Instruction A:
In the forum thread on weapons laws, what does the writer say being a martial artist requires of them?
Instruction B:
Resume the forum thread on weapons laws, picking up right after its final line.

Now, back to "there is only you". I believe this to be the real truth here. I do not expect my argument to convince anyone, however I hope that it can force them to be honest: Their argument is against me, against my person.

Oe example is that I can create "illegal weapons" if I want, and yet "I must be punished. I must be taught a lesson." So, how can these "laws" be anything other than another way to control me and nothing more than that?

As I have said, some people want this, but all I want is for them to come on out and say it. I cannot determine if someone is an enemy if they just say "I believe in reasonable restrictions", a lot of people say that. Those who can be convinced already are convinced. Those who cannot be will never be. Being a martial artist, I must know my enemies, and this is not an "argument", it is a tool to identify my enemies, and nothing more.

This is, however, an interesting discussion, wouldn't you say, reader?


----------



## BLACK LION (Sep 11, 2008)

"from my cold dead hands"

"support and defend the constitution against all enemies, foriegn and domestic"

Provided information:
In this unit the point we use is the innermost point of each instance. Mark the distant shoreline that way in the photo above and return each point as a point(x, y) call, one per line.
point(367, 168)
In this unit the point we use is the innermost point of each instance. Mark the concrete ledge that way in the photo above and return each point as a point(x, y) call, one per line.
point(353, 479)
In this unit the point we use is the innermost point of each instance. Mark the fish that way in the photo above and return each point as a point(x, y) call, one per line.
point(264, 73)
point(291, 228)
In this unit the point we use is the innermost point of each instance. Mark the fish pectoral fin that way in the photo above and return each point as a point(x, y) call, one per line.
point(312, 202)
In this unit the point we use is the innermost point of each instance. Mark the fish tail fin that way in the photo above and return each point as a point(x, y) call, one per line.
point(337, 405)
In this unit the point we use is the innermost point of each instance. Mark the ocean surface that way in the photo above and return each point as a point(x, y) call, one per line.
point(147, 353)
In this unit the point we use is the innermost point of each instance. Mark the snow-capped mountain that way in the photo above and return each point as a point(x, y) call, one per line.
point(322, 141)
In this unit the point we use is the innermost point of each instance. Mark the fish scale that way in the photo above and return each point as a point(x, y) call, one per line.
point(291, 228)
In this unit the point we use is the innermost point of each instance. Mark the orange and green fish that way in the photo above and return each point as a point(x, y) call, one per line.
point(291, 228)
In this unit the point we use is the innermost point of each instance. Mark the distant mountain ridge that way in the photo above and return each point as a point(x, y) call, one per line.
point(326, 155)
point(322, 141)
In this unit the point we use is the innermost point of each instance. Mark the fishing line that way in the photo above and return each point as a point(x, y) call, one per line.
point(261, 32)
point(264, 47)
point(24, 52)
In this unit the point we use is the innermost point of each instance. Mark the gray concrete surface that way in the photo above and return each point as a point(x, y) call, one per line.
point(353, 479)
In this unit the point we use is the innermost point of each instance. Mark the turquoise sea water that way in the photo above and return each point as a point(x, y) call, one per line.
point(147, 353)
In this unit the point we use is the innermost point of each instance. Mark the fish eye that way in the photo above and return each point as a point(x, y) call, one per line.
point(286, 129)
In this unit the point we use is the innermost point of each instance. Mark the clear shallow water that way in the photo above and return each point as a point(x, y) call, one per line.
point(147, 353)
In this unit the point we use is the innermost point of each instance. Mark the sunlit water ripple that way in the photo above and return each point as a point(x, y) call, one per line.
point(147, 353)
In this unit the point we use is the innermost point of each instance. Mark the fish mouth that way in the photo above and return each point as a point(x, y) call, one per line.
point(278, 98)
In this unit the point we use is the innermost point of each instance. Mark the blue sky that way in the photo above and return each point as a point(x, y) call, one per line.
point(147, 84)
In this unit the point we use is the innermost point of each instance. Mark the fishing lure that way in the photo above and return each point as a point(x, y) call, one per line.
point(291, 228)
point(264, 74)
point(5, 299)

Task answer A:
They must know their enemies.

Task answer B:
I have a moral right to posess any tool necessary to defend aqainst my enemies....   look at how isreael does things....   thier whole culture is prepared for armagedon all the way down to thier bare hands.... in fact I can go there right now and join thier military... after a year service I can become a citizen....   we uses to be like this... a nation of rifleman...   
now the only trigger people pull is on the remote control....


----------



## Deaf Smith (Sep 11, 2008)

Even notice Hitler banned guns before he took real power? Mao banned guns from the populance (except party members) before he got real power. Or for that matter Lennin and Stalin, they took took up all the effective weapons (read guns.)

In fact the list goes on. Pol Pot, Castro, Idi Amin, etc... It goes way back in history. The Shogun did the same thing to! Nothing new.

This is what dictators do to control the populance. It almost always ends with genocide.

Sure it sounds so nice an idea. No guns, no violence. No guns, no murders. No guns no robberies. But violence, robberies, and murders where here long before guns and will be here long after guns have been supplanted by lasers or 'phasors' or whatever.

And yes, dictators have always been here and there will be others.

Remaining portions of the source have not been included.